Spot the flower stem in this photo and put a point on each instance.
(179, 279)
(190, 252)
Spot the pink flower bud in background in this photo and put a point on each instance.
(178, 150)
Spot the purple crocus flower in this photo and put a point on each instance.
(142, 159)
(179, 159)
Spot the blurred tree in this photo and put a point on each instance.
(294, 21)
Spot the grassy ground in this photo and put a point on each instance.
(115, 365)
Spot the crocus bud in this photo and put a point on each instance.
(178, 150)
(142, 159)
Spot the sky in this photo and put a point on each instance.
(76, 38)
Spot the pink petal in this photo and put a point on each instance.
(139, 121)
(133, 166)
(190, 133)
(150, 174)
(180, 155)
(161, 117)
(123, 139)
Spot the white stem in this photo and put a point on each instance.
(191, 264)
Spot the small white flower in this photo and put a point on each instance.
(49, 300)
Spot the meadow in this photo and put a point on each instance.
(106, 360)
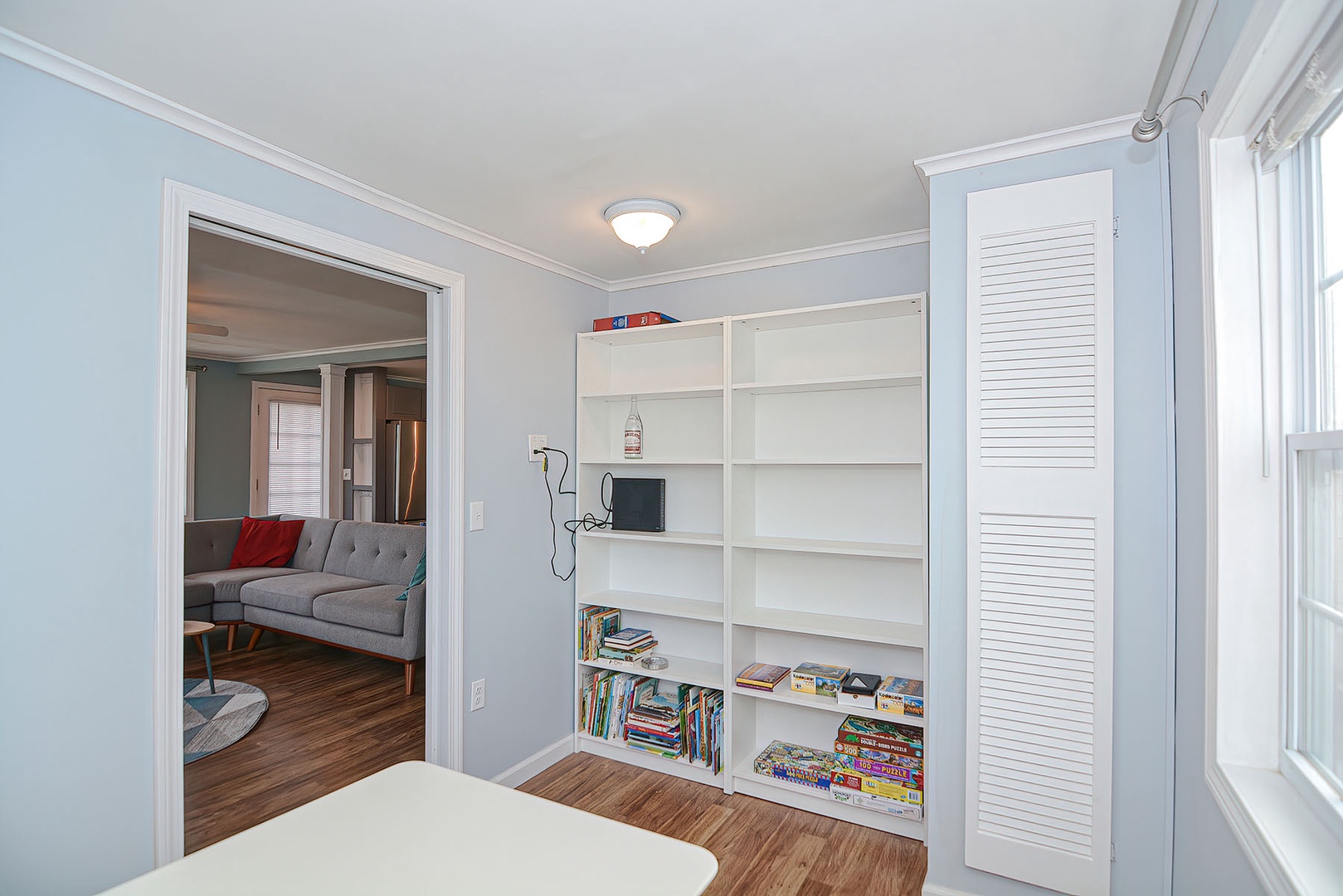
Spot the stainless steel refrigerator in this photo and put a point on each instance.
(406, 468)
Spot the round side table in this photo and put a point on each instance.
(190, 627)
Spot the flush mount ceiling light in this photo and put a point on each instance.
(641, 222)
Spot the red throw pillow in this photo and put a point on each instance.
(266, 543)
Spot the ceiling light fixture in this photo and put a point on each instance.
(641, 222)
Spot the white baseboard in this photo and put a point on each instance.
(934, 889)
(536, 763)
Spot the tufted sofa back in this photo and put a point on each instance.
(375, 551)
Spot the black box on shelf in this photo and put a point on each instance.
(638, 505)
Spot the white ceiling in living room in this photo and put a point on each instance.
(278, 304)
(774, 125)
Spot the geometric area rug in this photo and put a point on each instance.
(214, 720)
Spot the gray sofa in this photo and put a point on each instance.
(338, 589)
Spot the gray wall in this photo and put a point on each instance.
(1208, 857)
(888, 271)
(1143, 492)
(80, 241)
(223, 436)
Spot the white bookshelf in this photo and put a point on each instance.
(793, 446)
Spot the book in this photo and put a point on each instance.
(629, 321)
(818, 679)
(900, 696)
(762, 676)
(876, 733)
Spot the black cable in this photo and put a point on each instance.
(587, 522)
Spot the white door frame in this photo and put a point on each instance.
(445, 542)
(260, 437)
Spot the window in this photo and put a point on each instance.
(286, 450)
(1314, 738)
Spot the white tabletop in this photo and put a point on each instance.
(418, 828)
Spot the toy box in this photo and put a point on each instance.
(900, 696)
(818, 679)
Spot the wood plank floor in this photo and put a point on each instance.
(762, 848)
(334, 716)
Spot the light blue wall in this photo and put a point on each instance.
(1143, 492)
(80, 184)
(223, 436)
(888, 271)
(1208, 857)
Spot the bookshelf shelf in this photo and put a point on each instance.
(679, 767)
(824, 546)
(817, 461)
(794, 449)
(902, 635)
(707, 539)
(692, 672)
(747, 781)
(654, 394)
(826, 704)
(830, 384)
(655, 603)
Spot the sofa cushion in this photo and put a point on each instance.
(295, 592)
(314, 543)
(380, 553)
(375, 609)
(266, 543)
(197, 594)
(229, 583)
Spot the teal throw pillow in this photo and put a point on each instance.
(416, 579)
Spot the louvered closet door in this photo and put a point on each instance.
(1041, 494)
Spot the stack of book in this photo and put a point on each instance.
(655, 726)
(798, 765)
(762, 676)
(626, 645)
(607, 700)
(704, 727)
(596, 624)
(881, 766)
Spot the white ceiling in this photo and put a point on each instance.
(775, 125)
(278, 304)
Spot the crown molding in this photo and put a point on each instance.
(835, 250)
(1024, 147)
(80, 74)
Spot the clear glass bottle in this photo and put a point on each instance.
(633, 433)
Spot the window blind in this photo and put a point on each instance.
(294, 458)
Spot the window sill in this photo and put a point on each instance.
(1288, 846)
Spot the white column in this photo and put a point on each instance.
(333, 441)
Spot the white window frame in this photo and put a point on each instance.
(1251, 403)
(260, 395)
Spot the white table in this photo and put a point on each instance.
(418, 828)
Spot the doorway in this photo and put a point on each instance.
(184, 208)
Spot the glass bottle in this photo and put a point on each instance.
(633, 433)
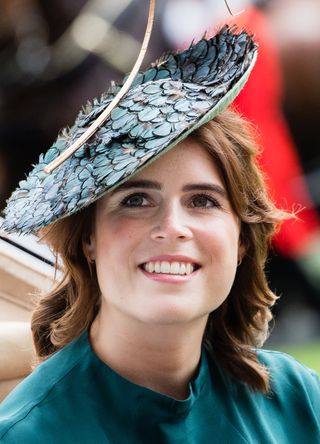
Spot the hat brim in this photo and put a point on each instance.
(166, 104)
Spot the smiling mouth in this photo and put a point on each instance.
(172, 268)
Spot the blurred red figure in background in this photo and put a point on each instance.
(261, 103)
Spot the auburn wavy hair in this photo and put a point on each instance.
(234, 329)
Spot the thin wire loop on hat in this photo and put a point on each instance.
(106, 113)
(230, 11)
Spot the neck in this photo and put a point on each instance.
(163, 358)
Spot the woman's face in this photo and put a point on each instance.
(166, 243)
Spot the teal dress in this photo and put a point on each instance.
(74, 398)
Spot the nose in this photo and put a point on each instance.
(171, 223)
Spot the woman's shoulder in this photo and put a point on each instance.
(20, 409)
(287, 375)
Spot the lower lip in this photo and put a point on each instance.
(169, 278)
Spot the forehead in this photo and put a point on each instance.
(188, 160)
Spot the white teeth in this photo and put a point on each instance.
(175, 268)
(166, 267)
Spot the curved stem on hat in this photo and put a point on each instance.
(230, 12)
(106, 113)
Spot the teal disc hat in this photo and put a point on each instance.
(163, 105)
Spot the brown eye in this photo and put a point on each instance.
(135, 200)
(203, 201)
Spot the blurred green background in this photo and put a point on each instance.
(307, 353)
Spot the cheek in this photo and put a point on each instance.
(116, 240)
(221, 239)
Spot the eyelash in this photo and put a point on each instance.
(124, 202)
(215, 202)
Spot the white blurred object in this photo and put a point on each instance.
(185, 20)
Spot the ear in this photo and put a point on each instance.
(89, 248)
(241, 251)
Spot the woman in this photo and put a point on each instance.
(151, 335)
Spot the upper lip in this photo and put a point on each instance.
(172, 258)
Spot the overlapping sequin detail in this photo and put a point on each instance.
(164, 104)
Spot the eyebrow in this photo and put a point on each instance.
(157, 186)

◇ ◇ ◇ ◇

Your assignment =
May I have exactly the lines from the one containing "Spot the blurred green" through the last line of the data, both included?

Written reply =
Spot the blurred green background in this photo and put a point on each instance.
(307, 353)
Spot the cheek in this photo and put a point on each instance.
(116, 240)
(221, 239)
Spot the eyelash in this photo and put a point on each instance.
(124, 202)
(215, 202)
Spot the white blurred object in this photo and put a point on each instance.
(185, 20)
Spot the ear in this photo and put a point on each instance.
(89, 248)
(241, 251)
Spot the woman in this photo and put a point on each instance.
(151, 335)
Spot the upper lip in this photo and put a point on each instance.
(172, 258)
Spot the overlapping sequin detail in this photo and put a point on each instance.
(164, 104)
Spot the eyebrow in this photo and put a point on each instance.
(157, 186)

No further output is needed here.